>> begin

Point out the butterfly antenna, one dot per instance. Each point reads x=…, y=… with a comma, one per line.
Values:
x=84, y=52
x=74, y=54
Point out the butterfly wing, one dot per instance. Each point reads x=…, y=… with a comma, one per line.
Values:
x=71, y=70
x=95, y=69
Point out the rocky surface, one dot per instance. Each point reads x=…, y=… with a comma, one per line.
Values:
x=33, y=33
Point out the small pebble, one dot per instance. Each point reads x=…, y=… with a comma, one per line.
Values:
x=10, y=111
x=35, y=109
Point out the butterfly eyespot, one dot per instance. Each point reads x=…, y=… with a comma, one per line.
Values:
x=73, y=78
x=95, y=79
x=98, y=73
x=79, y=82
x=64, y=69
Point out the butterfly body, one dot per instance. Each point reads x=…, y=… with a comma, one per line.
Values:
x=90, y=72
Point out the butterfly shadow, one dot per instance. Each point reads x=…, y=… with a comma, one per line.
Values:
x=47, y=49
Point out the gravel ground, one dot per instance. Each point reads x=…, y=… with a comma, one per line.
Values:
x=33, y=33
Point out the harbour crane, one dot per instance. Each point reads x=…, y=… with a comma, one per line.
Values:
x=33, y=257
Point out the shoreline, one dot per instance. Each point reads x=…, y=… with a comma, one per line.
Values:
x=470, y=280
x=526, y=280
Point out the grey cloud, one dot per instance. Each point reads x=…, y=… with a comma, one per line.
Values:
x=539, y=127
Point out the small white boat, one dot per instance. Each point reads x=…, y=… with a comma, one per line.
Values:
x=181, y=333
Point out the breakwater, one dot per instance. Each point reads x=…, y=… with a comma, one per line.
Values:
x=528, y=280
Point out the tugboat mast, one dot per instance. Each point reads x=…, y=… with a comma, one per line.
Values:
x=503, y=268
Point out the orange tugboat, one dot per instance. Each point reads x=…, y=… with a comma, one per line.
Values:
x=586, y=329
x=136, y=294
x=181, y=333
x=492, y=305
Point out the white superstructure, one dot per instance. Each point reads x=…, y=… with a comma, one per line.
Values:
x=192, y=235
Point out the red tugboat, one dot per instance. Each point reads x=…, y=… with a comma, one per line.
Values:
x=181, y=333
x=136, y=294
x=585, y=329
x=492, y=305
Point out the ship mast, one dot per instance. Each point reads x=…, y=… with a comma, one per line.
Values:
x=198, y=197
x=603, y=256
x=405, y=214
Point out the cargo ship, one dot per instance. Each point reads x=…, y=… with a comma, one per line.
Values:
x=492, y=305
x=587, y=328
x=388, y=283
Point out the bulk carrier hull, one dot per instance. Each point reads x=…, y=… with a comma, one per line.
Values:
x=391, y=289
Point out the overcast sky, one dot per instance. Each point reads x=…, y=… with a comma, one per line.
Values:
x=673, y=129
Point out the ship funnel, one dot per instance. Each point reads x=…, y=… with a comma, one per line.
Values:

>> end

TASK INSTRUCTIONS:
Word for word, extract all the records.

RESPONSE TO THE EXERCISE:
Point out the butterfly antenna, one dot per instance. Each point reads x=…, y=… with a comma, one per line.
Values:
x=84, y=52
x=74, y=54
Point out the butterfly wing, one dot per instance. Each point reads x=…, y=… with a comma, one per line.
Values:
x=71, y=70
x=95, y=69
Point out the rocky surface, one dot per instance. Each point reads x=…, y=… with a comma, one per line.
Values:
x=33, y=33
Point out the small pebble, one dot per instance. Each point reads x=…, y=… with a comma, one per line.
Values:
x=10, y=111
x=35, y=109
Point out the butterfly eyespot, one dot per instance. Each point reads x=…, y=… with a comma, one per line.
Values:
x=73, y=78
x=95, y=79
x=98, y=73
x=79, y=82
x=64, y=69
Point out the butterfly body, one dot per instance. Each point reads x=…, y=… with a comma, one per line.
Values:
x=90, y=72
Point out the butterfly shadow, one dot per instance. Each point reads x=…, y=… with a comma, one per line.
Values:
x=47, y=49
Point out the gravel ground, one dot per instance. Each point reads x=…, y=… with a comma, one per line.
Values:
x=33, y=33
Point out the harbour crane, one dot per instance. Each point reads x=…, y=… with a comma, one per line.
Values:
x=33, y=257
Point out the shoreline, one dot per instance. Each point reads x=…, y=… with a comma, one per line.
Values:
x=470, y=280
x=526, y=280
Point out the grey cloud, one dot per instance. Each point reads x=…, y=… with a comma, one per line.
Values:
x=539, y=127
Point out the small white boat, one dot per instance. Each point reads x=…, y=… with a comma, one per line.
Values:
x=181, y=333
Point out the breakwater, one dot per instance. Each point reads x=…, y=… with a comma, one per line.
Values:
x=528, y=280
Point out the tugboat mast, one dot per instance. Each point reads x=…, y=… with a comma, one per line.
Values:
x=503, y=268
Point out the orange tugboat, one dot per instance. Each point reads x=…, y=… with a comma, one per line.
Values:
x=586, y=329
x=136, y=294
x=181, y=333
x=492, y=305
Point out the white superstructure, one dot per instance. Each point reads x=…, y=… with a comma, one per line.
Values:
x=192, y=235
Point out the red tugboat, one dot per instance. Each point reads x=…, y=… with a comma, one per line.
Values:
x=181, y=333
x=136, y=294
x=585, y=329
x=492, y=305
Point out the ship mast, one dot per instance. Each point reads x=…, y=… with a comma, one per line.
Values:
x=198, y=197
x=603, y=256
x=405, y=214
Point out the cargo ship, one dot per instance. Each point reads x=…, y=… with a comma, one per line.
Values:
x=492, y=305
x=587, y=328
x=388, y=283
Point out the bulk carrier hull, one dot per instance. Each point reads x=…, y=… with a comma, one per line.
Values:
x=391, y=289
Point out the overcast sky, one dot per instance. Each point reads x=…, y=… with a comma, one per line.
Values:
x=673, y=129
Point out the ship funnel, one dot per instance. Each point reads x=…, y=… with a comma, one per line.
Values:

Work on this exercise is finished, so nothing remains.